====== Information given ======

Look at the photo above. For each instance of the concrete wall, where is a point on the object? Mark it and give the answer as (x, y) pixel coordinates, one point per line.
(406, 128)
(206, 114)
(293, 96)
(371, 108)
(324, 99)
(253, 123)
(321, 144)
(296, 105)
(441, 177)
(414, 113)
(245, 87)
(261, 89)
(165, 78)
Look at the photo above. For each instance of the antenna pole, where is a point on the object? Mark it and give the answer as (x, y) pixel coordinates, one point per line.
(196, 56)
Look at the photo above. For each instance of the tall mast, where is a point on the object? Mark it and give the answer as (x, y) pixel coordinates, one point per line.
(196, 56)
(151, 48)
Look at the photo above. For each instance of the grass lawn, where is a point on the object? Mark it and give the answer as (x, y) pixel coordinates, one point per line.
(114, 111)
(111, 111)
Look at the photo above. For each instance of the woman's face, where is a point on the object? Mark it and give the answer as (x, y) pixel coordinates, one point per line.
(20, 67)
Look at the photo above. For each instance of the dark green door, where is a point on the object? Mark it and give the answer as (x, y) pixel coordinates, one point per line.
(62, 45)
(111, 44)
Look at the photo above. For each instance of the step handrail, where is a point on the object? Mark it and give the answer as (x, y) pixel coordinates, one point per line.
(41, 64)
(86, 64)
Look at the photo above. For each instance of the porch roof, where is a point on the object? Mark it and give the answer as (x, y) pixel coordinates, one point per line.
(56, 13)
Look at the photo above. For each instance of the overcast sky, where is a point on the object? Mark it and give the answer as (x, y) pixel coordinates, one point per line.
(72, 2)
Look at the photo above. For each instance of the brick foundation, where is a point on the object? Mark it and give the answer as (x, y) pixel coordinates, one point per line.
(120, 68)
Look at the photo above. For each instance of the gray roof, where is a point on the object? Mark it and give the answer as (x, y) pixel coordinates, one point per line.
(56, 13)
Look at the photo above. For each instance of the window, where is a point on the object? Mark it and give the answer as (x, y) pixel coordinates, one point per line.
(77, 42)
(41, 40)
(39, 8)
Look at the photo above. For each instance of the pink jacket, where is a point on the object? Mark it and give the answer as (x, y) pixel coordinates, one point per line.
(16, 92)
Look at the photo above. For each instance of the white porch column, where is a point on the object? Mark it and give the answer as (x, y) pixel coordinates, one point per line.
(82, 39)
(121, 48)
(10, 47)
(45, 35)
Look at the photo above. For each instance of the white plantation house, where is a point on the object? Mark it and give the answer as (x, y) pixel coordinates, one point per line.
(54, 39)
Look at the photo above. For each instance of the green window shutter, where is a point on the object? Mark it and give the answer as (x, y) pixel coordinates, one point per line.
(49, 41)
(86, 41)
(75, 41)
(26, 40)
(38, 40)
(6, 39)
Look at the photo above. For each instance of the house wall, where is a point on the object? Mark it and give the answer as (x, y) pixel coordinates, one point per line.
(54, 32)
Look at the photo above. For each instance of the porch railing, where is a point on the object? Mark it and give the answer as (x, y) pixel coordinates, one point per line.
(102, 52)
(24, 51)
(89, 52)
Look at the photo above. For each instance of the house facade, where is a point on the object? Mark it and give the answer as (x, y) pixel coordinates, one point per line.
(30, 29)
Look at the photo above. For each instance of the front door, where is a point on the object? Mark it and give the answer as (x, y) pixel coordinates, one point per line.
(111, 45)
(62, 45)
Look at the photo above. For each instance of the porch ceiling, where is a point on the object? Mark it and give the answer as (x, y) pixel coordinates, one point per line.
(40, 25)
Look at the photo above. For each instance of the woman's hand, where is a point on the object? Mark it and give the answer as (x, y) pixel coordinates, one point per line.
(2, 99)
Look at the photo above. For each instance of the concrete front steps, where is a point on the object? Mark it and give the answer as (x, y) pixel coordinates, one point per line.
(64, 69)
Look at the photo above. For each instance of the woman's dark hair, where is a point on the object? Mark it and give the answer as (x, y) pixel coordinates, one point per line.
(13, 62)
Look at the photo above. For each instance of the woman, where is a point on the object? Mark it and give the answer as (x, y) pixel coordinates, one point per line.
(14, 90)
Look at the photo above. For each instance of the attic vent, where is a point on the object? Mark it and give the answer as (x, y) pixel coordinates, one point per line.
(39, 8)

======
====== Information given ======

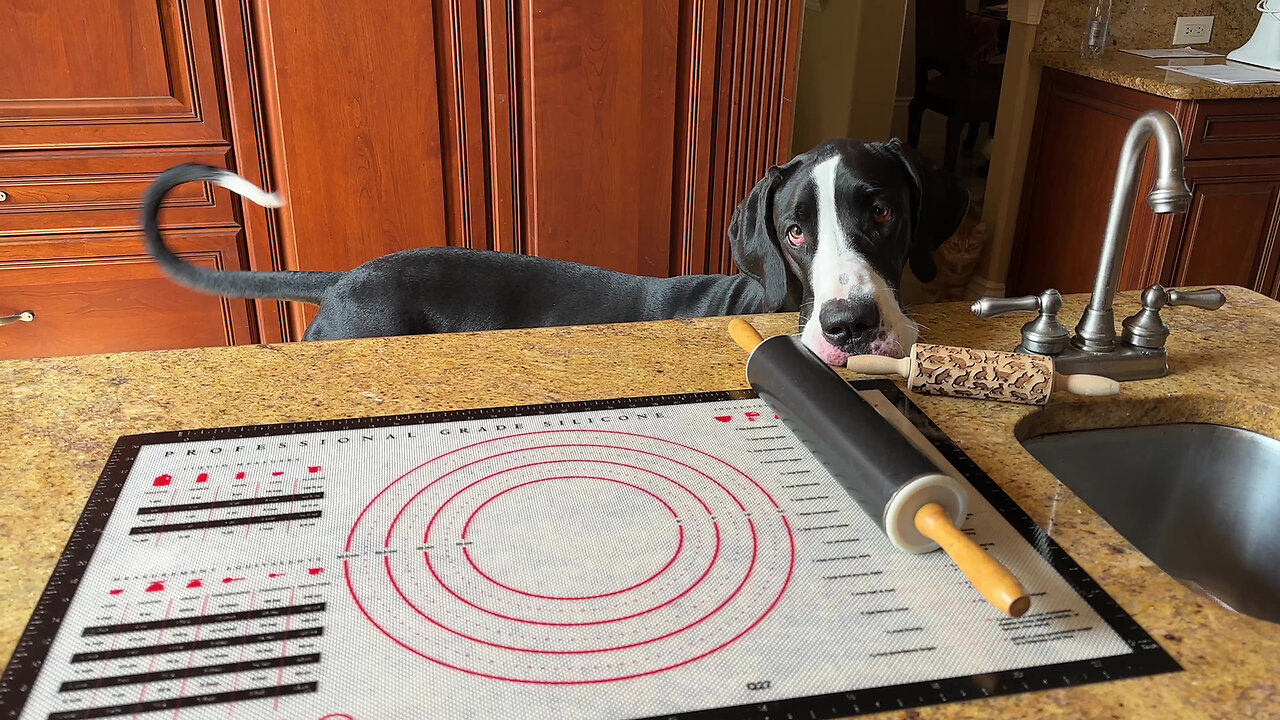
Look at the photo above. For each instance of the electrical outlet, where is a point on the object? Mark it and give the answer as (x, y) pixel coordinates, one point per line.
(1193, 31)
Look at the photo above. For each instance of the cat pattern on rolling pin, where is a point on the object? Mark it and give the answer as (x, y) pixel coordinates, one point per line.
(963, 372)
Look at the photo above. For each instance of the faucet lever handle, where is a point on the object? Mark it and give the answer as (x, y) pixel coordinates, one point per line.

======

Task requirements: How many lines in the items above contain the word "roof"? Reply with the number only.

Answer in full: 2